## What is asked
Continue the theater review from its final sentence.

## Passage given
__________

(Theater Review)
BASEL, Switzerland — In the United States, Arthur Miller, Eugene O’Neill and Tennessee Williams form a holy trinity of master playwrights. Their works are also well known in Europe, of course, but they are less often performed than the classics of continental drama: for instance, the plays of Ibsen and Chekhov, which are frequently presented in updated or deconstructed productions. Several new stagings at leading playhouses throughout the German-speaking world show what can happen when American classic drama meets European theater practice.
This season, British director Robert Icke, 32, has set out to conquer the Continent. Just months after his first German-language production, “Orestie” in Stuttgart, won a prestigious directing prize, Icke, who is the associate director of the Almeida Theater in London, traveled to Basel to direct a new production of Arthur Miller’s “The Crucible.”
In London, Icke’s distinctive productions have drawn praise and condemnation. The Times’ critic Matt Wolf named his recent version of Ibsen’s “The Wild Duck” one of the year’s best productions, while a two-star review in The Guardian called it “a parasitic rewrite.” Considering how controversial and edgy Icke’s past productions have been considered, perhaps the most surprising thing about his “Crucible” (called “Hexenjagd” in German, which means “Witch Hunt”) was how conventional it was.
The austere mid-20th century courtroom (sets: Chloe Lamford) that serves as the setting for the entire production is a nod to the McCarthy-era hearings that inspired Miller’s famous dramatization of the Salem witch trials. At the start of the evening, Icke gives us a single metatheatrical flourish by giving Judge James Hathorne an expanded role as the play’s narrator. Sitting at the bench, he methodically reads out both stage and character descriptions. As the protagonists make their entrances, the women, in particular, object to these introductions.
This is a promising point of departure for play about mass hysteria and the demonization of women, yet the director doesn’t dig any deeper into questions of female agency and representation in the 3 1/2 hours that follow.

__________

Location identification entries
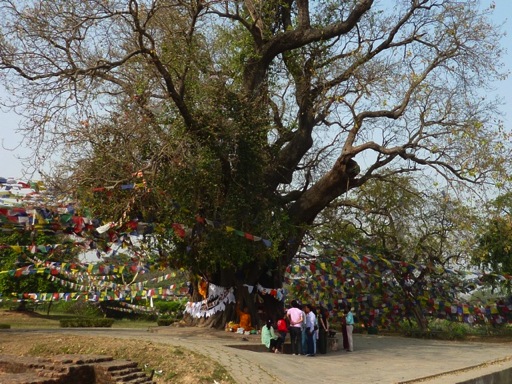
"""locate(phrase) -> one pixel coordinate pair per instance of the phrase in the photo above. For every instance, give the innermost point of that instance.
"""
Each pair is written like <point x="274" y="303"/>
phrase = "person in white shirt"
<point x="295" y="318"/>
<point x="310" y="329"/>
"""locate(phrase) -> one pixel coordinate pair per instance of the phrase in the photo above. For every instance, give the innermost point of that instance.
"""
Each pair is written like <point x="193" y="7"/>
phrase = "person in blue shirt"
<point x="349" y="318"/>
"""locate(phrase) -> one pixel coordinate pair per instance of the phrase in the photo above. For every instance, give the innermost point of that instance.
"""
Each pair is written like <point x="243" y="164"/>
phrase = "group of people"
<point x="308" y="329"/>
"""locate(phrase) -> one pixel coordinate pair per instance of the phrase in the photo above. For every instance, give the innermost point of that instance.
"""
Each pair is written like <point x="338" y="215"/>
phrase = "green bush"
<point x="86" y="323"/>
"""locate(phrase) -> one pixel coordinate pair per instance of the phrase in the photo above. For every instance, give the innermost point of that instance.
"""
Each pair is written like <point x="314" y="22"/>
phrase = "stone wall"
<point x="70" y="369"/>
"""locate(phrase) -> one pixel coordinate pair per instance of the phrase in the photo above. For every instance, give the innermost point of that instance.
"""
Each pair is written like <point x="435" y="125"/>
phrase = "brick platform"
<point x="70" y="369"/>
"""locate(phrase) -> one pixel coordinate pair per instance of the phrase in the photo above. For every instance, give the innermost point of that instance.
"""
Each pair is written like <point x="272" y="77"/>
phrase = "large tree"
<point x="253" y="114"/>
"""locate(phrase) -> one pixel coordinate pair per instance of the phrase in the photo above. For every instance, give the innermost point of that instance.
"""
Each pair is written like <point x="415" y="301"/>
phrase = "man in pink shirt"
<point x="294" y="315"/>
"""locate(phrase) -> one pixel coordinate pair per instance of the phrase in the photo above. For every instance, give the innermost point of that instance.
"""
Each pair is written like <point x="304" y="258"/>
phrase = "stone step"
<point x="128" y="376"/>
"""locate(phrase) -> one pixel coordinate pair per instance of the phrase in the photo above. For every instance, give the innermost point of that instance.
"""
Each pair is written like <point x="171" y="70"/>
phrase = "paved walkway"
<point x="376" y="359"/>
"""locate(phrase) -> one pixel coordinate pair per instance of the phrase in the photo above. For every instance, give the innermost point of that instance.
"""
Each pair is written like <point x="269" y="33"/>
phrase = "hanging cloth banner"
<point x="216" y="301"/>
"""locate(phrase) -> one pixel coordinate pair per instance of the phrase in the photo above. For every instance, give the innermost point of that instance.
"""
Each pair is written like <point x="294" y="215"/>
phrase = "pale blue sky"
<point x="10" y="165"/>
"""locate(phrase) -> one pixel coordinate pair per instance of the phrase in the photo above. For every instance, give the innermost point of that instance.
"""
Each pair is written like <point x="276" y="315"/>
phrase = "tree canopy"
<point x="255" y="114"/>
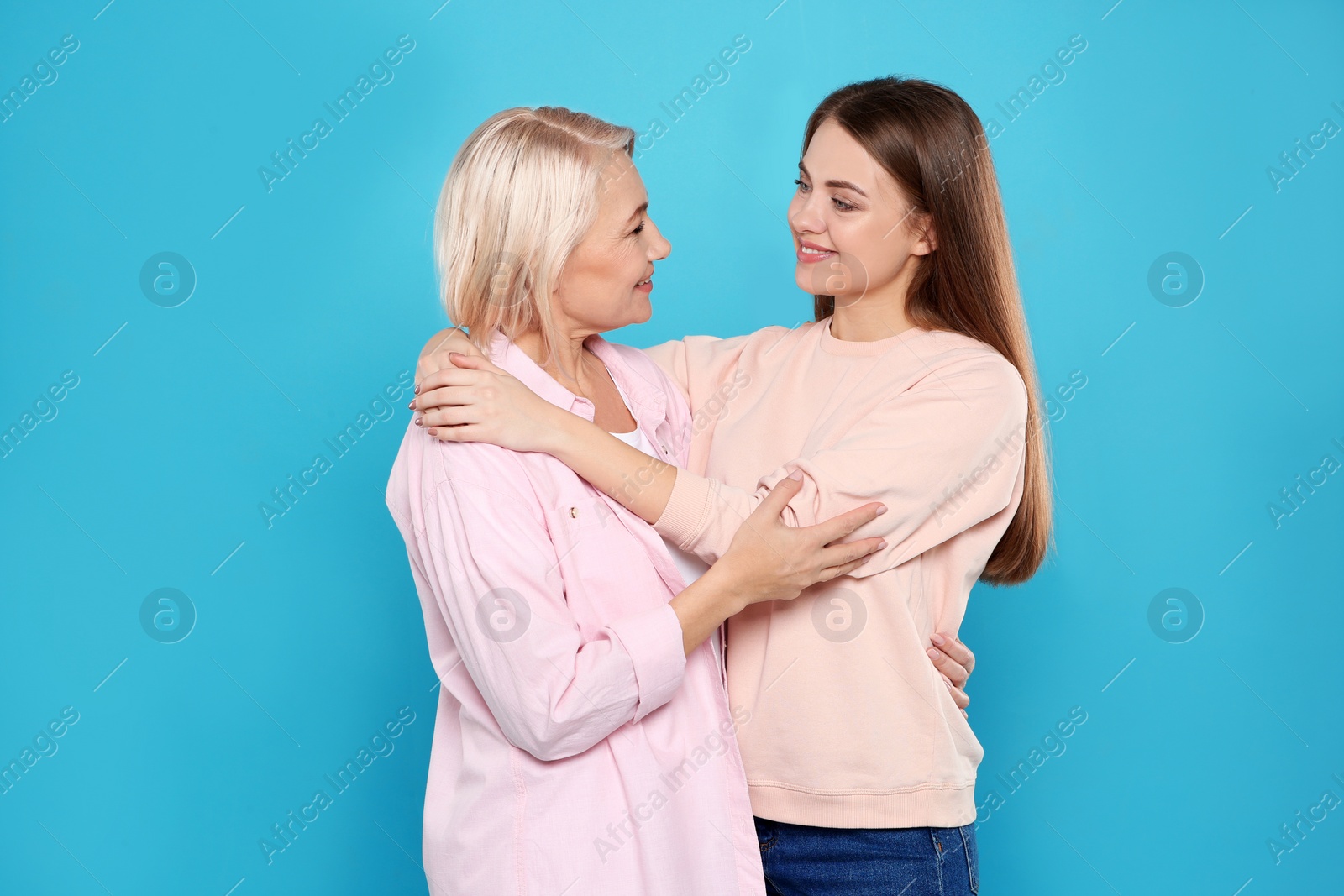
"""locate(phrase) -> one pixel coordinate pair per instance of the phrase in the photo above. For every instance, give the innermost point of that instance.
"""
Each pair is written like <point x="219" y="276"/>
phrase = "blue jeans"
<point x="867" y="862"/>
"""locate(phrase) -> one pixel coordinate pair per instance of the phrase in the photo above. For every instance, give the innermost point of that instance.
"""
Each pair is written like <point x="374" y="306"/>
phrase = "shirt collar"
<point x="647" y="399"/>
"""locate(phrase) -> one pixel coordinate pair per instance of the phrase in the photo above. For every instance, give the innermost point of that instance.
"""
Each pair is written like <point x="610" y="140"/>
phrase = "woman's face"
<point x="606" y="280"/>
<point x="853" y="228"/>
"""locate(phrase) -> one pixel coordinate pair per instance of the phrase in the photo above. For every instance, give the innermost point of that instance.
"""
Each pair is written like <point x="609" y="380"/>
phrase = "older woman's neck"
<point x="566" y="364"/>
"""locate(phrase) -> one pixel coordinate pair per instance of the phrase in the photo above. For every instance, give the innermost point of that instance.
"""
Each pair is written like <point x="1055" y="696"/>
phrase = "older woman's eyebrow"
<point x="638" y="211"/>
<point x="837" y="184"/>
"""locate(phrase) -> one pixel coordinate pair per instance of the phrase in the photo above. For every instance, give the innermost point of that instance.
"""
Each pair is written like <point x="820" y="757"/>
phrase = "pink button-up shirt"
<point x="577" y="750"/>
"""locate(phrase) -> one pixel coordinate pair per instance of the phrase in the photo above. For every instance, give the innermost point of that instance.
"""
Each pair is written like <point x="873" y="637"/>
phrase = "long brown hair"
<point x="933" y="144"/>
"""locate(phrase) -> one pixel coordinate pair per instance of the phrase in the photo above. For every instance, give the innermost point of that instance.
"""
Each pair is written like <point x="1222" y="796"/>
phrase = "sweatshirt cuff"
<point x="656" y="647"/>
<point x="687" y="511"/>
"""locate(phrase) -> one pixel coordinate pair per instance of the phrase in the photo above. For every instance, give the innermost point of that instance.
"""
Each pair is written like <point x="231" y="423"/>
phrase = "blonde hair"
<point x="519" y="196"/>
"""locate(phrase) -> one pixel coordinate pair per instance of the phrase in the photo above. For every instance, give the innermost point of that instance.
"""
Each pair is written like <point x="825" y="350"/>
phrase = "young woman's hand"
<point x="770" y="560"/>
<point x="954" y="663"/>
<point x="475" y="401"/>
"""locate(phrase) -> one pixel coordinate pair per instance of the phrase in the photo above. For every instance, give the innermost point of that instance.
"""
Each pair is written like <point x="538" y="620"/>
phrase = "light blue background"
<point x="315" y="296"/>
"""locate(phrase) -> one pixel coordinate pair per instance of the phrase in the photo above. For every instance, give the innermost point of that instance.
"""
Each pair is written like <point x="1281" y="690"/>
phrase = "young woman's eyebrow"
<point x="837" y="184"/>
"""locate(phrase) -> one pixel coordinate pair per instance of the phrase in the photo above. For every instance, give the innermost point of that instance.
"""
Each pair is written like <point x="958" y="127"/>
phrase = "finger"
<point x="948" y="667"/>
<point x="470" y="362"/>
<point x="774" y="503"/>
<point x="454" y="432"/>
<point x="448" y="417"/>
<point x="958" y="652"/>
<point x="843" y="524"/>
<point x="444" y="396"/>
<point x="842" y="570"/>
<point x="958" y="696"/>
<point x="848" y="551"/>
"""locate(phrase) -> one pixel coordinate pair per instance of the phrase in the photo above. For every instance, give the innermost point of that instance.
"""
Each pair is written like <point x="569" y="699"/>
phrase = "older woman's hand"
<point x="954" y="663"/>
<point x="475" y="401"/>
<point x="772" y="560"/>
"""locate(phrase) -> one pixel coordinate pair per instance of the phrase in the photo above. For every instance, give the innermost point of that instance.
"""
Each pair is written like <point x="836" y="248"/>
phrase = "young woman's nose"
<point x="804" y="217"/>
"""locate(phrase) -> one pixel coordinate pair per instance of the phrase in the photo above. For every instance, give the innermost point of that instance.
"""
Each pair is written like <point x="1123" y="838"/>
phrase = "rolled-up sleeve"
<point x="942" y="457"/>
<point x="494" y="570"/>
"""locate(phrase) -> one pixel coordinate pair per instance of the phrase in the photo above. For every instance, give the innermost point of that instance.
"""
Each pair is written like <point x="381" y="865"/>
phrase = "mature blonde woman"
<point x="584" y="741"/>
<point x="914" y="387"/>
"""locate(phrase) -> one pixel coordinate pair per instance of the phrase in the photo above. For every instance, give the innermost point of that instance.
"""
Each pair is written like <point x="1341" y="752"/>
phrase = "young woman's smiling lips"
<point x="811" y="253"/>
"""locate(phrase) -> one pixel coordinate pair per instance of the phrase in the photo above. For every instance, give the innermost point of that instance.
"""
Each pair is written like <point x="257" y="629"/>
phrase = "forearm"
<point x="640" y="483"/>
<point x="703" y="606"/>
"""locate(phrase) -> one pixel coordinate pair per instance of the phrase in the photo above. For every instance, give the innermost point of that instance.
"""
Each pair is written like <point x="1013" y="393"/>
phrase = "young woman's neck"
<point x="879" y="313"/>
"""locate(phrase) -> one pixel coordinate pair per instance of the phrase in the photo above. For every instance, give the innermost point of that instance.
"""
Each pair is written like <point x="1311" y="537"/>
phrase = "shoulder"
<point x="960" y="362"/>
<point x="427" y="468"/>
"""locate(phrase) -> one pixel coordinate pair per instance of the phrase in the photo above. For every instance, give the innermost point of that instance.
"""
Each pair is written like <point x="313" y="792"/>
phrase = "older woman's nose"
<point x="660" y="248"/>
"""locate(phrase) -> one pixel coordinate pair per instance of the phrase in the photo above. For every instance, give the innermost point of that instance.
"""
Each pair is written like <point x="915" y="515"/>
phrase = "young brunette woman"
<point x="914" y="387"/>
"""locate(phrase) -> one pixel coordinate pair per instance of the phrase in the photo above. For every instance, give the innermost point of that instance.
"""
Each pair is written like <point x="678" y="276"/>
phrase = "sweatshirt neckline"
<point x="832" y="345"/>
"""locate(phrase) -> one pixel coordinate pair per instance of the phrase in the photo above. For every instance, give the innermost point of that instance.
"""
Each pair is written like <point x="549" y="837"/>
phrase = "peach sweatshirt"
<point x="851" y="725"/>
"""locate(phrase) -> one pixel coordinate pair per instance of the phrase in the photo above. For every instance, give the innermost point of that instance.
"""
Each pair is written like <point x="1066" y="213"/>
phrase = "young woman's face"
<point x="853" y="228"/>
<point x="606" y="280"/>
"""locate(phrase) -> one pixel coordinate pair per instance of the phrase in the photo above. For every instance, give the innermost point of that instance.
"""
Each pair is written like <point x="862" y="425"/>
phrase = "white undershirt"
<point x="690" y="566"/>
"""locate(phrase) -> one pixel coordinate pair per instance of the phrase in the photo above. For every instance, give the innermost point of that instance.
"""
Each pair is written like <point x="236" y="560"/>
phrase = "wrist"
<point x="732" y="593"/>
<point x="557" y="430"/>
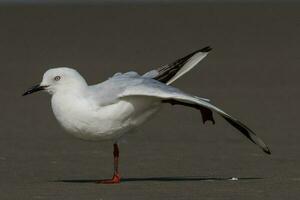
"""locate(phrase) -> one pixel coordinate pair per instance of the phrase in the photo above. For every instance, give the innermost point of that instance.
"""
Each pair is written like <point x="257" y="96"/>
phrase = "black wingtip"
<point x="206" y="49"/>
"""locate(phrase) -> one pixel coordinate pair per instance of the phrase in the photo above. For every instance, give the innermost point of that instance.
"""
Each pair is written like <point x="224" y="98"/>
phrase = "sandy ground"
<point x="253" y="73"/>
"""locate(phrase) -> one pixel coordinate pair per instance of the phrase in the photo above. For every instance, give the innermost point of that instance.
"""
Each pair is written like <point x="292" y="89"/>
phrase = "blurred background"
<point x="252" y="73"/>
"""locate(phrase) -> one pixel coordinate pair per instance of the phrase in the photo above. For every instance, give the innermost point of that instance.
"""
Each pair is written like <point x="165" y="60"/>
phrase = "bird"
<point x="110" y="109"/>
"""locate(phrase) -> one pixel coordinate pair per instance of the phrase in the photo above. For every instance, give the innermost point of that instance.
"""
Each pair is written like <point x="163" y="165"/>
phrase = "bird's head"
<point x="60" y="79"/>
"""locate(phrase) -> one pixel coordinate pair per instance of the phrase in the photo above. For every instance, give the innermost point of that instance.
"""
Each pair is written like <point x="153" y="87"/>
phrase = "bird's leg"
<point x="116" y="177"/>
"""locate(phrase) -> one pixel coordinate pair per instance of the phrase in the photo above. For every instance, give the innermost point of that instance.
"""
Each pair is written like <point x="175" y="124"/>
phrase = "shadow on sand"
<point x="166" y="179"/>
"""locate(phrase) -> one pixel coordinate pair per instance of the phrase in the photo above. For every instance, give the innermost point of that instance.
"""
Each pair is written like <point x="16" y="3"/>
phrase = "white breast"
<point x="88" y="121"/>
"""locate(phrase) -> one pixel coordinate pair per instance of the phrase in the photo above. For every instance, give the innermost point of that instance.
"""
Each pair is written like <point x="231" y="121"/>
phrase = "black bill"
<point x="33" y="89"/>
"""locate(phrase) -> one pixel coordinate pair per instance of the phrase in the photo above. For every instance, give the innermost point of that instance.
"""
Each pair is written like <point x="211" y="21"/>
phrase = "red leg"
<point x="116" y="177"/>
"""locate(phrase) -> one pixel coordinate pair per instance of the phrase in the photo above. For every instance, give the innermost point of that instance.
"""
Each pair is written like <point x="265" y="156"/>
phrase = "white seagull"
<point x="108" y="110"/>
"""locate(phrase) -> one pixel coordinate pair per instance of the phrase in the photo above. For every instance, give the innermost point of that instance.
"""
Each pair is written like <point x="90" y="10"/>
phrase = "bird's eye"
<point x="57" y="78"/>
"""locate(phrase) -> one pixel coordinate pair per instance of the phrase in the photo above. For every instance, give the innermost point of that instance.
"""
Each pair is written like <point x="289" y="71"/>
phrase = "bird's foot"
<point x="114" y="180"/>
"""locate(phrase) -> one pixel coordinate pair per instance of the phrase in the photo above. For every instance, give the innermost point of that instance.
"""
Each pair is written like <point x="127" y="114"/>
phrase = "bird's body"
<point x="103" y="117"/>
<point x="108" y="110"/>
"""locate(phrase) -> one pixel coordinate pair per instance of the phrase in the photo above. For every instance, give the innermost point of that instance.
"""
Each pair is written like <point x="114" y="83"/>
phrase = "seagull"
<point x="108" y="110"/>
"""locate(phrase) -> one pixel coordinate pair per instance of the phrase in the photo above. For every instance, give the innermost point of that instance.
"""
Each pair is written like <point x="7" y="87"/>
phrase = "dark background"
<point x="252" y="73"/>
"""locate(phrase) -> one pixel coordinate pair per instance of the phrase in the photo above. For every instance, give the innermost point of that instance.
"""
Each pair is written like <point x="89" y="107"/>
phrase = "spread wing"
<point x="169" y="73"/>
<point x="169" y="94"/>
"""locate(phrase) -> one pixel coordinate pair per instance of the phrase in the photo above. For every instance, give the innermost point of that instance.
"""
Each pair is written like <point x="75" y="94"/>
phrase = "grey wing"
<point x="169" y="73"/>
<point x="168" y="94"/>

__________

## Task result
Instead, Icke places the production’s focus squarely on the large ensemble cast. While there are many fine performances, the most astonishing and nuanced one belongs to Austrian actor Thiemo Strutzenberger. As the Rev. John Hale, the young minister sent to cast the devil out of Salem, Strutzenberger is hypnotic in his smoldering mix of tension and craftiness; a deceptively mild-mannered outsider whose convictions lead him first to zealotry and then remorse.
The young German actress Linda Blümchen makes Abigail Williams, who accuses her neighbors of witchcraft, a young woman increasingly drunk on her lethal power. And Katja Jung provides many of the trial’s most gripping moments as a charismatic and smooth-talking Thomas Danforth, the head judge. Given all the fiery acting on offer, Icke’s final-act surprise, a lurid pyrotechnic eruption in the courthouse, seemed a cheap and unnecessary stunt.
The year “The Crucible” had its premiere, 1953, also saw the death of Eugene O’Neill, the only American playwright who has won the Nobel Prize. Three years later, “Long Day’s Journey Into Night,” the semi-autobiographical family epic that is often considered O’Neill’s masterpiece, was first performed.
At Vienna’s Burgtheater, the stage for Andrea Breth’s desolate and dark production of O’Neill posthumous work is dominated by the skeleton of a whale and littered with rocks. It is a far cry from Jonathan Kent’s 2015 Broadway revival, whose star-studded cast shuffled through realistically detailed early-20th-century interiors.
Breth, a prolific and influential Austrian director, uses stagecraft to explore the internal landscape of the play’s characters. Against the black expanse of the stage, she clads her cast in white linen, and they shine against the darkness. Although we get the occasional Tom Waits song and the stage rotates frequently, there is little to compete with the fine-chiseled performances that focus our attention on the tragic cycle of addiction, recrimination, and hopelessness that is the characters’ lot.
The magisterial Sven-Eric Bechtolf brings the Tyrone family’s paterfamilias, James, to life with arrogance, humor and a raw tenderness. As the elder son, Jamie, Alexander Fehling shows bitterness, but also furious love, toward his tubercular sibling, Edmund, played by August Diehl (best-known to American audiences for playing a Nazi with an acute ear for accents in Quentin Tarantino’s “Inglourious Basterds”). Diehl’s performance as Edmund, in many ways the play’s protagonist, is the production’s most fully realized, and certainly the most poignant.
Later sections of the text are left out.